### EXCERPT:
The distribution of individual ensemble members is intended to be able to indicate forecast uncertainty. However, only a finite ensemble is available (nine members from each coupled model) suggesting that the forecast distribution may be poorly sampled, and so the uncertainty associated with the forecasts has to be estimated. Probabilistic MOS forecasts for each of the 22 retroactive years are obtained here from the error variance of the cross-validated predictions using the ensemble mean (Troccoli et al., 2008) for each of the various training periods. The errors in the predictions are assumed to be Gaussian. Cross-validation is performed using a (large) 5-year-out window, which means that 2 years on either side of the predicted year are omitted, in order to minimize the chance of obtaining biased results.

This modelling study also focuses on one of the major sources of predictability over southern Africa, namely the El Niño-Southern Oscillation (ENSO) phenomenon, and how forcing from the equatorial Pacific Ocean influences predictability over the region. The El Niño, La Niña, and neutral years considered are those listed by Coelho et al., (2006). Rainfall retroactive forecast skill over the subcontinent is then assessed during El Niño (1982/1983, 1986/1987, 1987/1988, 1990/1991, 1991/1992, 1992/1993, 1994/1995 and 1997/1998 = 8 seasons), La Niña (1983/1984, 1984/1985, 1988/1989, 1995/1996, 1998/1999, 1999/2000 and 2000/2001 = 7 seasons) and neutral (1980/1981, 1981/1982, 1985/1986, 1989/1990, 1993/1994, 1996/1997 and 2001/2002 = 7 seasons) events.

### RAW RECORDS:
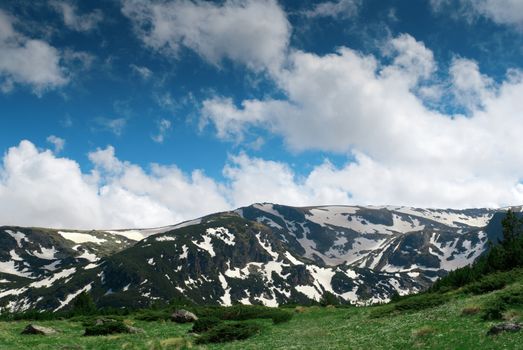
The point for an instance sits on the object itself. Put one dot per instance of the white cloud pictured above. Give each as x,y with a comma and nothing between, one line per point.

...

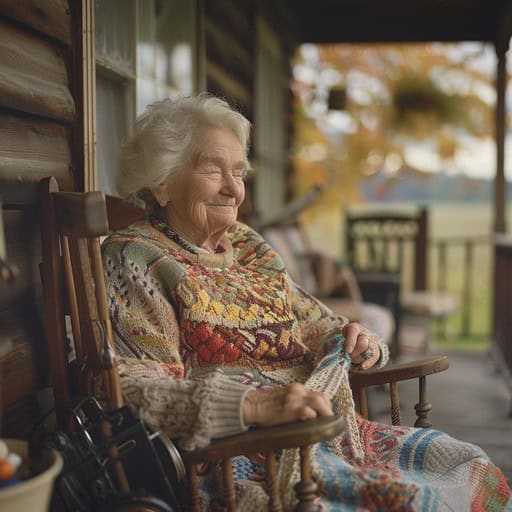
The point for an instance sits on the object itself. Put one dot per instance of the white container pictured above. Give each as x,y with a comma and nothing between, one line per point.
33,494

### WHAT THE EXERCISE ASKS:
Reproduce the full excerpt above on seasonal rainfall forecasts for southern Africa, word for word.

### EXERCISE ANSWER:
The distribution of individual ensemble members is intended to be able to indicate forecast uncertainty. However, only a finite ensemble is available (nine members from each coupled model) suggesting that the forecast distribution may be poorly sampled, and so the uncertainty associated with the forecasts has to be estimated. Probabilistic MOS forecasts for each of the 22 retroactive years are obtained here from the error variance of the cross-validated predictions using the ensemble mean (Troccoli et al., 2008) for each of the various training periods. The errors in the predictions are assumed to be Gaussian. Cross-validation is performed using a (large) 5-year-out window, which means that 2 years on either side of the predicted year are omitted, in order to minimize the chance of obtaining biased results.

This modelling study also focuses on one of the major sources of predictability over southern Africa, namely the El Niño-Southern Oscillation (ENSO) phenomenon, and how forcing from the equatorial Pacific Ocean influences predictability over the region. The El Niño, La Niña, and neutral years considered are those listed by Coelho et al., (2006). Rainfall retroactive forecast skill over the subcontinent is then assessed during El Niño (1982/1983, 1986/1987, 1987/1988, 1990/1991, 1991/1992, 1992/1993, 1994/1995 and 1997/1998 = 8 seasons), La Niña (1983/1984, 1984/1985, 1988/1989, 1995/1996, 1998/1999, 1999/2000 and 2000/2001 = 7 seasons) and neutral (1980/1981, 1981/1982, 1985/1986, 1989/1990, 1993/1994, 1996/1997 and 2001/2002 = 7 seasons) events.